### Work to complete
Output all the records word for word. Drop the pictures.

Saved data entries

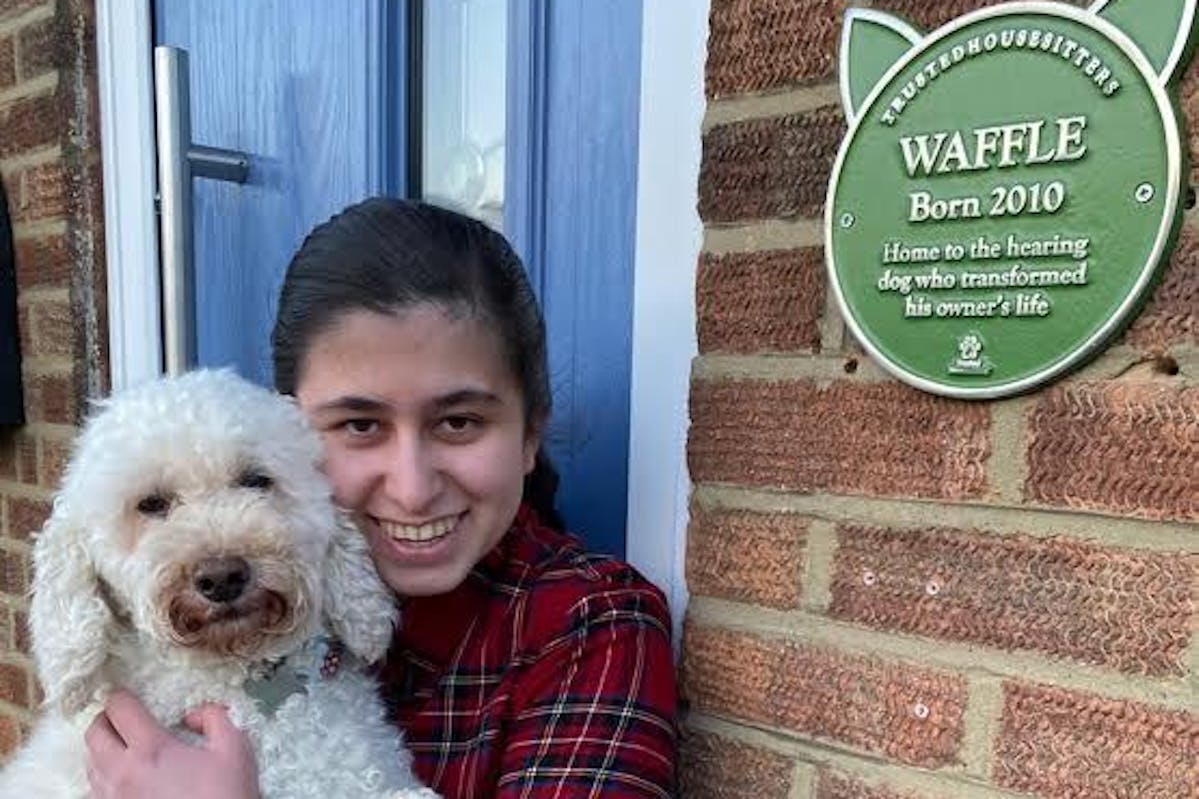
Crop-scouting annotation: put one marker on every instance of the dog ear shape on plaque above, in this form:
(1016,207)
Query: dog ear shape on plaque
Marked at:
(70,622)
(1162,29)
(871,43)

### Written answer
Crop-scouting annotation: put one marker on every instance of the dog ear shape on plaque above, in this form:
(1016,207)
Query: dog ear shape on plaque
Marked at:
(70,622)
(1162,29)
(871,43)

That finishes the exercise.